## [Verilen görev 1]
Şiddet yasası haberinde "Meclis Genel Kurulu’nda" ile "Genel Kurul’da görüşülüyor." arasındaki kısmı, bu ifadeler de dahil olmak üzere lütfen aynen yazıya geçirin.
## [Verilen görev 2]
Şiddet yasası haberine göre Oya Ersoy, İstanbul Sözleşmesi'nin şiddetin kaynağını ne olarak tanımladığını söylüyor?
## [Verilen görev 3]
Şiddet yasası haberinde Ersoy'un, şiddetle mücadele için devletlerin yükümlü olduğunu söylediği işleri sıralayın.

Kadına ve çocuğa yönelik şiddet yasası görüşülüyor

Kadına ve çocuğa yönelik şiddet yasası görüşülüyor
AKP'nin meclise getirdiği kadına, çocuğa ve sağlıkçılara yönelik şiddet yasası görüşmelerinde Oya Ersoy, “Sırf ‘erkek şiddeti’ dememek için bir ucube teklif uydurmuş durumdasınız" dedi.

Meclis Genel Kurulu’nda kadına ve çocuğa yönelik şiddet yasası olarak da bilinen TCK ve Bazı Kanunlarda Değişiklik Yapılmasına Dair Kanun Teklifi’nin görüşmeleri devam ediyor. Dün geneli üzerine yapılan görüşmeler ardından bugün teklifin maddeleri Genel Kurul’da görüşülüyor.

Kanun teklifinde birinci maddeye dair verdikleri önerge üzerine söz alan Halkların Demokratik Partisi (HDP) İstanbul Milletvekili Oya Ersoy, sözlerine, tüm itirazlara rağmen bir gece yarısı çıkılan İstanbul Sözleşmesi’ni hatırlatarak başladı.

‘TOPLUMSAL CİNSİYET KAVRAMINA KARŞI OLDUĞUNUZ İÇİN ÇIKTINIZ’

İstanbul Sözleşmesi’nden çıkma kararını meşrulaştırmak için bu yasa teklifinin getirildiğini dile getiren Ersoy, "İstanbul Sözleşmesi, şiddetin kaynağını ‘eşitsizlik’ olarak tanımlar ve eşitsizliği kaldırmayı hedefler. Şiddetle mücadele için devletler şiddeti önleme, şiddete karşı kadınları koruma, şiddeti kovuşturma ve cezalandırma ve erkek şiddetini önleyerek bütünlüklü politikalar geliştirmekle yükümlüdür. İşte, siz neden çıktığınız? Tam da bundan çıktınız çünkü siz zaten toplumsal cinsiyet kavramının kendisine karşısınız" dedi.

‘ERKEK ŞİDDETİ DEMEMEK İÇİN BU UCUBE TEKLİFİ GETİRDİNİZ’

İktidarın LGBTİ+’ları hedef ve gerekçe göstererek, İstanbul Sözleşmesi’nden çıkmalarını gerekçelendirdiğini hatırlatan Ersoy, "Kadınları şiddete karşı korumakla görevli olması gereken Emniyet Genel Müdürlüğü, erkeklerin kadınlardan daha çok öldürüldüğünü iddia etti ve erkek ölümleri diye, erkek cinayetleri diye bir kavram uydurdu. İşte tam da bu yasa teklifinde ‘kadına yönelik şiddet’ diyemiyorsunuz, bu nedenle diyemiyorsunuz ve sırf ‘erkek şiddeti’ dememek için bir ucube teklif uydurmuş durumdasınız. Çok net söyleyelim: Kadına yönelik şiddet, kadına yönelik şiddettir ve bu tanımdan kaçınarak, İstanbul Sözleşmesi'ni reddederek yapılan her türlü yasal değişiklik asla ve kata şiddeti engellemez" ifadelerini kullandı.

## [Kaynak listesi]

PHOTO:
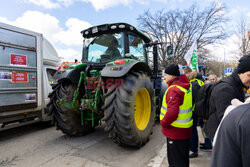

## [Cevap 1]
Meclis Genel Kurulu’nda kadına ve çocuğa yönelik şiddet yasası olarak da bilinen TCK ve Bazı Kanunlarda Değişiklik Yapılmasına Dair Kanun Teklifi’nin görüşmeleri devam ediyor. Dün geneli üzerine yapılan görüşmeler ardından bugün teklifin maddeleri Genel Kurul’da görüşülüyor.

## [Cevap 2]
Eşitsizlik olarak.

## [Cevap 3]
- Şiddeti önleme
- Şiddete karşı kadınları koruma
- Şiddeti kovuşturma ve cezalandırma
- Erkek şiddetini önleyerek bütünlüklü politikalar geliştirme